### Exercise prompt
In the material below, rename every "Drop a point" to "Place a dot" and reproduce the rest of the lines unchanged.

[Records]
>> Begin

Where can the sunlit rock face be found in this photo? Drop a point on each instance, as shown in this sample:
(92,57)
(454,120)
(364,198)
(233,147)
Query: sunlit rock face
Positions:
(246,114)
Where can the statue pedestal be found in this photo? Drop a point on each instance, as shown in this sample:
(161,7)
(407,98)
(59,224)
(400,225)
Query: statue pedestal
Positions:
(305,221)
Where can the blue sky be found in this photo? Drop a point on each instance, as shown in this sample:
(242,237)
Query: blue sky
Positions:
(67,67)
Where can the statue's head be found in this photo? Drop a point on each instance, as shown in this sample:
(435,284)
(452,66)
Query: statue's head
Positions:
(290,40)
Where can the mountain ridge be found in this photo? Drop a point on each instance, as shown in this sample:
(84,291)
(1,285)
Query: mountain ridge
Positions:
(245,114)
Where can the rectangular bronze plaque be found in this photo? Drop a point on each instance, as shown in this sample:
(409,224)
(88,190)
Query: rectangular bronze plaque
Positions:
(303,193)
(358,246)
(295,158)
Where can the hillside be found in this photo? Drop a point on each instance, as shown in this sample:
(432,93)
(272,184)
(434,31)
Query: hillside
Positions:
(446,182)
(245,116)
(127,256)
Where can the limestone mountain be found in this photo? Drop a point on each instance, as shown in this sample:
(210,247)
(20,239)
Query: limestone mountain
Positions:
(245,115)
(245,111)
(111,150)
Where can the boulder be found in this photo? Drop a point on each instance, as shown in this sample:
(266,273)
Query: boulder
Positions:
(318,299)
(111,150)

>> End

### Output
Where can the sunlit rock face be found in this photo? Place a dot on each instance, as shown in this sample:
(92,57)
(454,120)
(364,198)
(233,147)
Query: sunlit rock face
Positions:
(246,114)
Where can the statue pedestal be found in this photo? Place a dot on each instance, as shown in this sample:
(161,7)
(407,98)
(59,224)
(400,225)
Query: statue pedestal
Positions:
(305,221)
Where can the blue sky be found in this photo? Place a dot on each instance, as shown in this sample:
(242,237)
Query: blue sky
Positions:
(67,67)
Where can the statue's head be found in this photo? Place a dot on each instance, as shown in this sample:
(435,284)
(452,66)
Query: statue's head
Positions:
(290,40)
Where can the mountain ridge be found in this photo? Place a dot on each instance, as shown in this sample:
(84,291)
(1,285)
Query: mountain ridge
Positions:
(245,114)
Where can the rectangular bronze plaque be found in this photo? Place a dot on each instance, as shown in this sample:
(409,224)
(88,190)
Query: rectangular bronze plaque
Positions:
(303,193)
(358,246)
(295,158)
Where can the hillside be found in this photo? Place a dot on each instance, as shown in this sample:
(432,93)
(272,184)
(434,31)
Query: hillside
Positions:
(446,182)
(245,116)
(127,256)
Where can the limestone mountain be found in this photo? Place a dot on each instance, as shown in this sample:
(210,247)
(20,239)
Query: limestone mountain
Positions:
(245,115)
(245,111)
(111,150)
Where can the boulder be found in this photo? Place a dot on each instance, as shown in this sample:
(266,273)
Query: boulder
Positions:
(318,299)
(111,150)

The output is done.